**FRAGMENTO DE PÁGINA**
Cristina López Schlichting
Rajoy, pesado como el Estado
Va todo tan deprisa que ya no recordamos a ese consejero catalán de la Generalitat que dimitió en julio aduciendo que el «independentismo ha menospreciado la fuerza muy grande del Estado». Jordi Baiget, del PdCAT, tuvo el «seny» de subrayar que le daba «respeto firmar los requerimientos del Constitucional». Añadió que temía por su patrimonio. Qué lucidez.
Como todas las personas, los estadistas son los niños que fueron. Thatcher era la ahorrativa hija de un tendero. Merkel es la honesta heredera de un pastor protestante. Rajoy es el ordenado funcionario de una familia de funcionarios y juristas. Y lo que don Mariano tiene en la cabeza es el Estado, la inmensa maquinaria a cuyo servicio se formó. Esa tuneladora formada por jueces, fiscales, cuerpos y fuerzas de seguridad y hasta funcionarios de correos. Y, en último término, por el Rey. Y eso es lo que ha puesto en movimiento para parar el intento de un gobierno autonómico de romper la unidad de España.
Tardaremos tiempo en darnos cuenta del grave desafío que estamos afrontando. Tan peligroso como el del 23F o el zarpazo del terrorismo. Los más violentos han salido pidiendo que la legión campase por la Plaza de Cataluña. Otros, impulsivos también, pedían la aplicación inmediata del artículo 155, sin considerar que podía desatar la resistencia en la calle y desórdenes públicos graves, muy difíciles de gobernar –como se ha visto– en la aldea global, transparente e hipócrita.

[Parte de un archivo de datos]
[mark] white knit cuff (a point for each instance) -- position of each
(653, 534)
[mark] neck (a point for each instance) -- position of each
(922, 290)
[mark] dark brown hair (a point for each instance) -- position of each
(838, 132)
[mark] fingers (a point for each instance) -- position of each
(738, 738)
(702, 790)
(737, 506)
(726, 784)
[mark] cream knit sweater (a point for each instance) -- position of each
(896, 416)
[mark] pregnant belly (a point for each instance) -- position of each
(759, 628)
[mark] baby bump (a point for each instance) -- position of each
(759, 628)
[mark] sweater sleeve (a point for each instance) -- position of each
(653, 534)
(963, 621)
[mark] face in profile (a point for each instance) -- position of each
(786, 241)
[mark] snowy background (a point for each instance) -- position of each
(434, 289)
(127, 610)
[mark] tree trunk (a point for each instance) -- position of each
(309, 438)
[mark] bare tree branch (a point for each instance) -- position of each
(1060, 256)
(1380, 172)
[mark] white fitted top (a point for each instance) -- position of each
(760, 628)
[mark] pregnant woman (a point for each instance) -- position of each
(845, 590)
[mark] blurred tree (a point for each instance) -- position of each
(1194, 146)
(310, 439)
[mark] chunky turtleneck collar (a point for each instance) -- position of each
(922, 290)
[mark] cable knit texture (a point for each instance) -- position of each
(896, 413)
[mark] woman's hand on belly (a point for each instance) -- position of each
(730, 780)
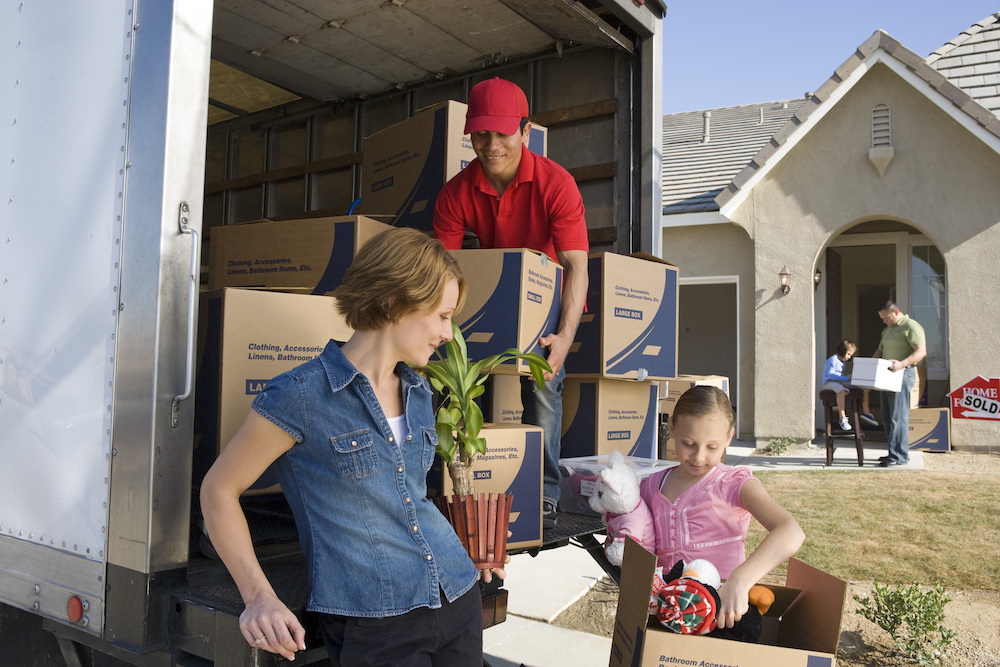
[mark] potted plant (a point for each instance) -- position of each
(479, 520)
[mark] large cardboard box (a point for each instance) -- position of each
(512, 464)
(309, 253)
(512, 300)
(247, 338)
(875, 374)
(802, 628)
(670, 390)
(630, 327)
(930, 429)
(576, 484)
(601, 415)
(405, 165)
(505, 406)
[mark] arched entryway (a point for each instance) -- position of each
(860, 269)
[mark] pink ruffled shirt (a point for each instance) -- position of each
(706, 521)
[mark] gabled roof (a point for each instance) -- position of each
(879, 48)
(971, 61)
(695, 170)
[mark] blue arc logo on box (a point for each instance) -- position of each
(254, 387)
(628, 313)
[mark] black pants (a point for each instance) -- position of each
(451, 636)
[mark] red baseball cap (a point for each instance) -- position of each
(496, 105)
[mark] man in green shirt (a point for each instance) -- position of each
(904, 344)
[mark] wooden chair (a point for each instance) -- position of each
(852, 405)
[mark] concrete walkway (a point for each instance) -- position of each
(541, 587)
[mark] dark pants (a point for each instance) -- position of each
(451, 636)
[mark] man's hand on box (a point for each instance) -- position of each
(558, 347)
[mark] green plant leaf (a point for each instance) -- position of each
(446, 441)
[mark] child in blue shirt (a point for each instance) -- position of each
(835, 380)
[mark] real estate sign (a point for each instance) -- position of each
(978, 398)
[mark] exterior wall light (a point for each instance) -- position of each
(785, 276)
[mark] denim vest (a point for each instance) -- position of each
(375, 545)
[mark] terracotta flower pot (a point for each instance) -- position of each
(481, 524)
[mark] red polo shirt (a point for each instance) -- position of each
(541, 209)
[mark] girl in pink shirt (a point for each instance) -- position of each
(701, 508)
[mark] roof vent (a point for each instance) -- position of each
(881, 152)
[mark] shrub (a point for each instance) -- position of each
(779, 445)
(912, 617)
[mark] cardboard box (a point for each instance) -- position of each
(505, 399)
(576, 484)
(512, 300)
(671, 390)
(405, 165)
(601, 415)
(802, 628)
(930, 429)
(247, 338)
(309, 253)
(875, 374)
(512, 464)
(630, 327)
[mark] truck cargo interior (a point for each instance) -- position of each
(185, 117)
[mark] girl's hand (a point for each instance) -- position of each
(268, 624)
(734, 601)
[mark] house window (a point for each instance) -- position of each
(929, 303)
(881, 135)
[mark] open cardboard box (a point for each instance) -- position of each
(802, 628)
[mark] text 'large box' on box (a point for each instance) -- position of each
(630, 327)
(512, 464)
(405, 165)
(875, 374)
(247, 338)
(930, 429)
(602, 415)
(578, 475)
(801, 629)
(512, 299)
(670, 390)
(309, 253)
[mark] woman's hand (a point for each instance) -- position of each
(268, 624)
(487, 575)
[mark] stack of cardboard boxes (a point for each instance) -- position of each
(266, 311)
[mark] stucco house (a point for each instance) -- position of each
(883, 183)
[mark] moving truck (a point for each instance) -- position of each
(129, 130)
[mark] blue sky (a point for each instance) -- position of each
(720, 53)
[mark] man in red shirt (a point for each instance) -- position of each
(511, 198)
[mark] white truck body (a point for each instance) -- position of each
(103, 181)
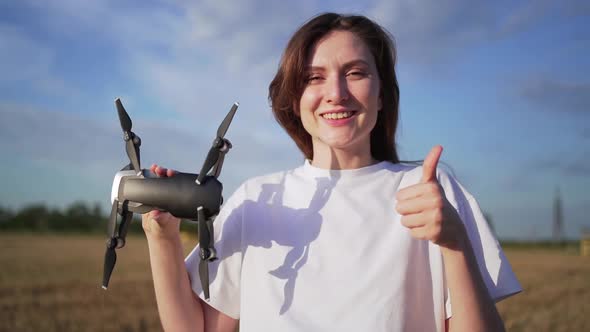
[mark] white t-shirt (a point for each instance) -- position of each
(323, 250)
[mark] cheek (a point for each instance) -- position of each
(309, 100)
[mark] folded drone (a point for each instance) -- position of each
(187, 196)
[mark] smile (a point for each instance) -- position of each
(337, 115)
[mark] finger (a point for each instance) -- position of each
(170, 172)
(420, 233)
(430, 164)
(161, 171)
(417, 190)
(417, 205)
(413, 220)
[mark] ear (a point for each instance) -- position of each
(296, 109)
(380, 100)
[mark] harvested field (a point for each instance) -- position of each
(52, 283)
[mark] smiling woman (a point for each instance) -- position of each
(352, 240)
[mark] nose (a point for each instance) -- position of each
(336, 90)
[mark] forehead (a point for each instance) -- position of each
(340, 47)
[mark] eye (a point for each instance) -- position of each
(356, 74)
(314, 78)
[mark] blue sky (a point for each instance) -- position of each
(503, 86)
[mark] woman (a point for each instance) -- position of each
(352, 240)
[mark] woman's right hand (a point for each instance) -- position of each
(159, 223)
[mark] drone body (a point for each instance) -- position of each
(184, 195)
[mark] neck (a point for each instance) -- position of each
(333, 158)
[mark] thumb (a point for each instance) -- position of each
(430, 164)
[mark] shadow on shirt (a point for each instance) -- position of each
(267, 220)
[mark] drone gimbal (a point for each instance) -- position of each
(184, 195)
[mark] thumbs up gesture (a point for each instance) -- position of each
(425, 210)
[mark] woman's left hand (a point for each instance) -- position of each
(426, 211)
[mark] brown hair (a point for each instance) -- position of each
(286, 88)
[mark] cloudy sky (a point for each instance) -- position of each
(503, 86)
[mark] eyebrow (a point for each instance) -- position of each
(347, 65)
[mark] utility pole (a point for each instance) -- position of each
(557, 217)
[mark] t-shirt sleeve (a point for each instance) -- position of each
(225, 272)
(495, 269)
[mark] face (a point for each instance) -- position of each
(341, 100)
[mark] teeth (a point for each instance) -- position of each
(336, 116)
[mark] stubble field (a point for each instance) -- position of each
(52, 283)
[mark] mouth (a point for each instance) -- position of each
(339, 115)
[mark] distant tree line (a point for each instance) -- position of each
(78, 217)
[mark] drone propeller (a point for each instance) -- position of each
(110, 256)
(116, 240)
(206, 252)
(218, 145)
(132, 141)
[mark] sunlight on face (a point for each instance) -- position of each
(340, 102)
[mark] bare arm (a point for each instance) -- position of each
(473, 308)
(179, 308)
(429, 216)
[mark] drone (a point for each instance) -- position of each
(195, 197)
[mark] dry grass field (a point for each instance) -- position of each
(52, 283)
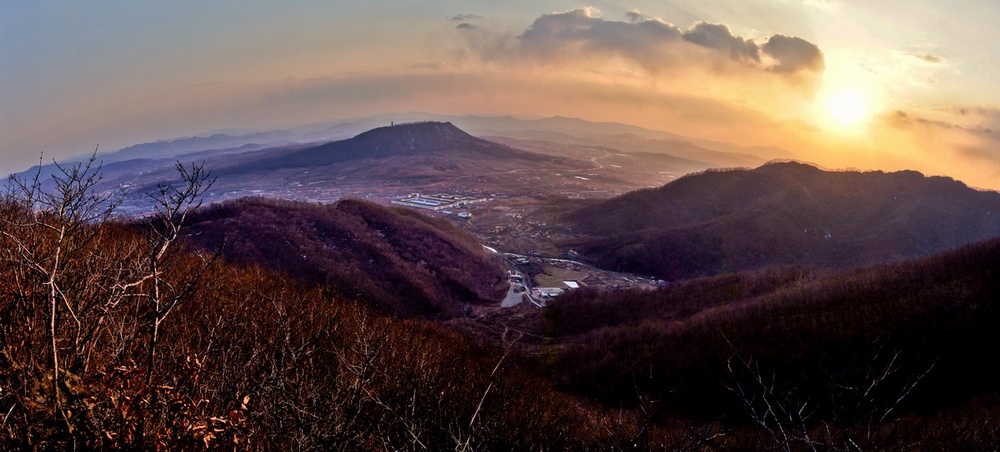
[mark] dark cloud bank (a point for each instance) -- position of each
(651, 43)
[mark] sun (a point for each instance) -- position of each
(848, 108)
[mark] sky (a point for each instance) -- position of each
(844, 84)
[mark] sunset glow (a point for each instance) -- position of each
(751, 74)
(848, 108)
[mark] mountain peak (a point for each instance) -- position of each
(428, 135)
(408, 139)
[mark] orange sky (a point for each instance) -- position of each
(891, 86)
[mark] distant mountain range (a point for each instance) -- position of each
(782, 214)
(275, 163)
(411, 139)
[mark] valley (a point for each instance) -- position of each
(634, 294)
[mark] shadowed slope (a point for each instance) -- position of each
(783, 213)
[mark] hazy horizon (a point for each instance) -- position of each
(888, 86)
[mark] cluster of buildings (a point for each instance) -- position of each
(436, 202)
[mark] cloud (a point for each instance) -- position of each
(465, 17)
(927, 58)
(793, 54)
(584, 35)
(718, 37)
(964, 144)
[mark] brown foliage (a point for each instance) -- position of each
(400, 261)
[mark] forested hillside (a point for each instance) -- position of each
(782, 214)
(398, 260)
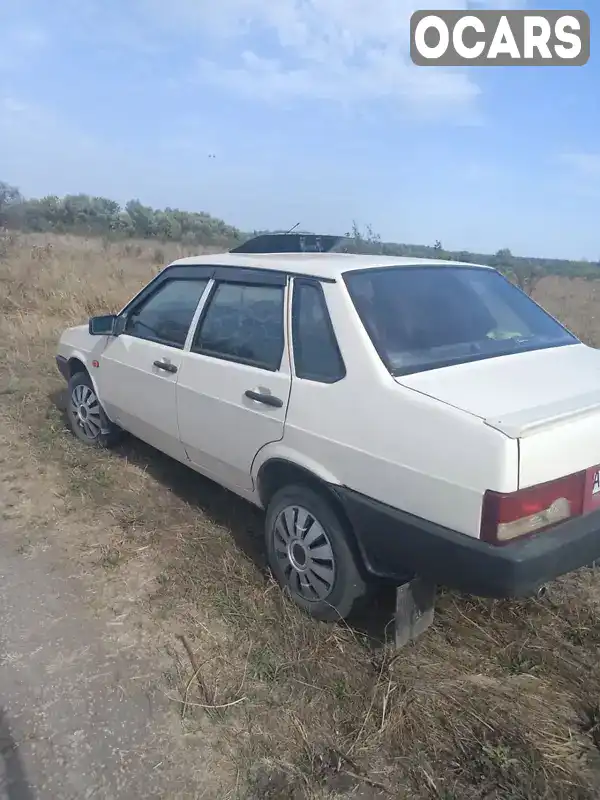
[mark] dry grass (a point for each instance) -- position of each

**TAREA A REALIZAR**
Prolonga el artículo sobre Rajoy y el desafío independentista catalán desde el punto en que termina. Las filas no son necesarias para resolver la tarea.

**RESPUESTA**
Mariano Rajoy ha elegido un camino que nos ha costado entender a casi todos, no se puede negar, al dejar que el enemigo se cueza en su propia salsa y apuntalar su caída con los instrumentos de la ley. Y que conste que incluyo entre éstos las cargas de la Policía y la Guardia Civil, porque sólo un indocumentado confunde la fuerza del Estado en defensa de la norma con violencia indiscriminada y gratuita. Lo cierto es que casi nos destroza los nervios con la flema gallega, caray. Pero el tiempo le ha dado la razón.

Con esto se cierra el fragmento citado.